**TASKS TO CARRY OUT:**
1/ Translate this sentence from the retirement plan description into Spanish: "Participants should refer to the Plan document for a more complete description of the Plan provisions."
2/ Answer these questions using the retirement plan description:
(a) If the terms of the Plan and the description disagree, which one prevails?
(b) Which nonresident aliens are excluded from participating?
(c) What was the 2017 contribution limit for participants age 50 and above?
3/ Continue the retirement plan description from the end of its last sentence, keeping the same style.

begin EXCERPT TO READ

The following description of the Plan is provided for general information purposes. Participants should refer to the Plan document for a more complete description of the Plan provisions. If there are any discrepancies between the terms of the Plan and this description, the terms of the Plan shall prevail. The Plan is subject to the provisions of the ERISA.
Eligibility
All employees of KGS are eligible to participate in the Plan with the exception of employees who are:
Leased employees under Section 414(n) of the Internal Revenue Code (the “Code”),
Covered by a collective bargaining agreement that does not provide for participation in the Plan,
Nonresident aliens with no U.S. source earned income,
Not on the U.S. payroll of KGS.
Additionally, individuals who are independent contractors or consultants, regardless of whether they are subsequently determined to be common law employees, are not eligible to participate.
Contributions
Employee contributions are recorded in the period in which the payroll deductions are withheld from the participant's earnings. Participants may contribute up to 75% of their compensation for each year subject to the limitations provided in the Code, which was $18,000 for those under age 50 and $24,000 for those age 50 and above for 2017.

end EXCERPT TO READ
begin DATA PROVIDED

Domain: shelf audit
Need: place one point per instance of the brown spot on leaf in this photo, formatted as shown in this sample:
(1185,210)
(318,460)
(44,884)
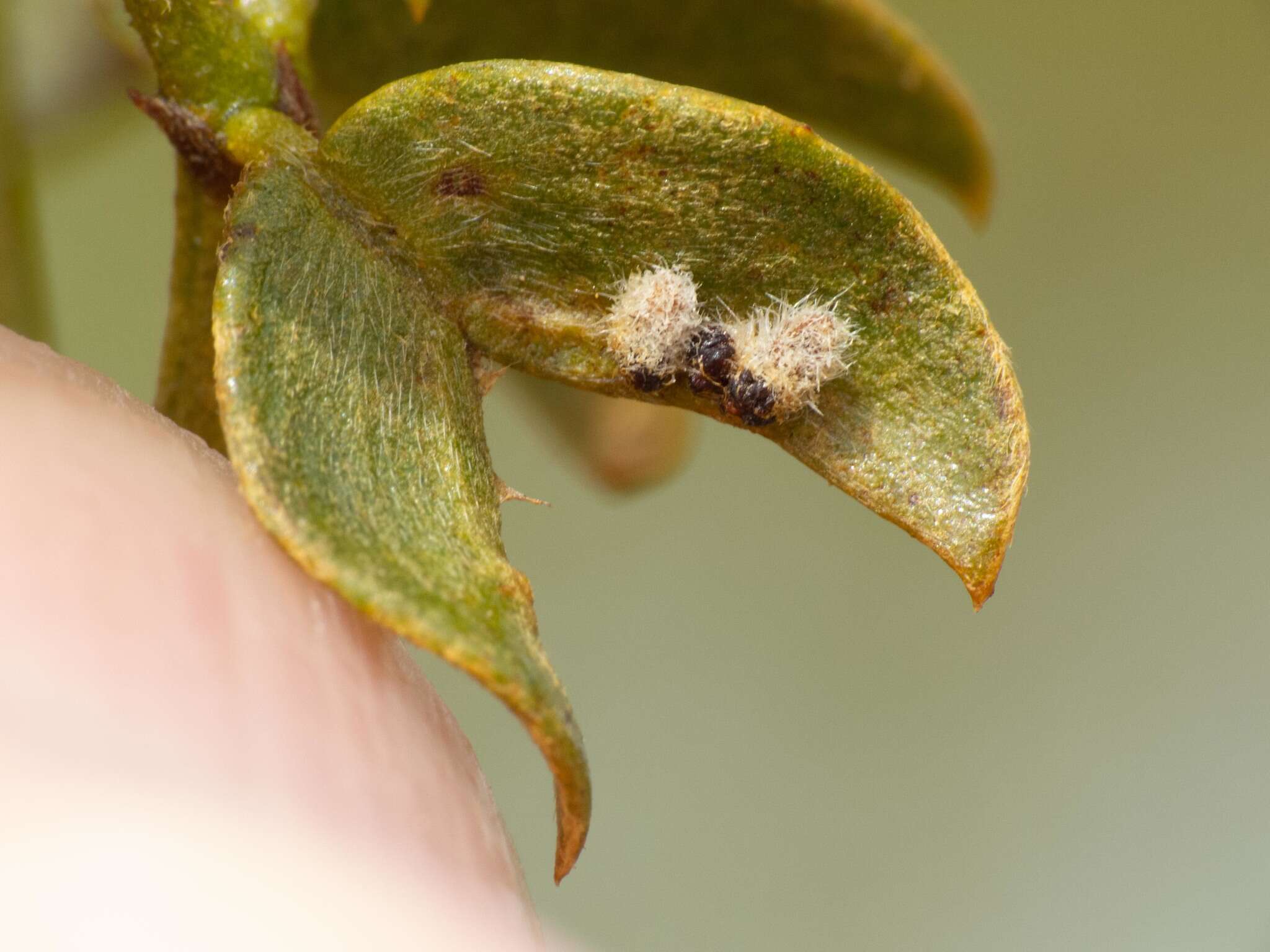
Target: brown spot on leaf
(461,180)
(294,99)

end DATA PROVIDED

**PER-TASK ANSWERS:**
1/ Los participantes deben consultar el documento del Plan para obtener una descripción más completa de las disposiciones del Plan.

2/
(a) The terms of the Plan.
(b) Nonresident aliens with no U.S. source earned income.
(c) $24,000.

3/
KGS provides a matching contribution at the discretion of the Board of Directors. KGS contributions, if any, are funded annually in cash to the Plan for eligible participants who are employed as of the last day of the Plan year and have completed at least 1,000 hours as of the last day of the Plan year. Employees are also considered eligible participants if their employment was terminated due to death, total disability or after reaching age 55. For the year ended December 31, 2017, KGS made matching contributions equal to 25% of each participant’s eligible contributions up to 6% of compensation for the period to all eligible participants.
Rollovers
All employees who meet the Plan eligibility requirements are eligible to make cash rollover contributions to the Plan from a previous employer’s qualified retirement plan or a conduit IRA.
Participant Accounts
Participants direct the investment of their contributions into various investment options offered by the Plan. Each participant’s account is credited or charged with the participant’s contributions and allocations of KGS’s matching contributions, Plan earnings or losses, transfers into the Plan and rollovers or withdrawals out of the Plan. Effective January 1, 2015, the Plan eliminated the right of participants to make new investments in Kforce Inc. common stock.
Vesting
Participants are fully vested in their contributions plus actual earnings, if any, thereon. Vesting in KGS matching contributions and earnings, if any, is based on years of continuous service. Participants vest at the rate of 20%, 40%, 60% and 100% after two, three, four and five years of service completed, respectively. A participant is 100% vested after five years of credited service or upon death, total disability, normal retirement age or Plan termination.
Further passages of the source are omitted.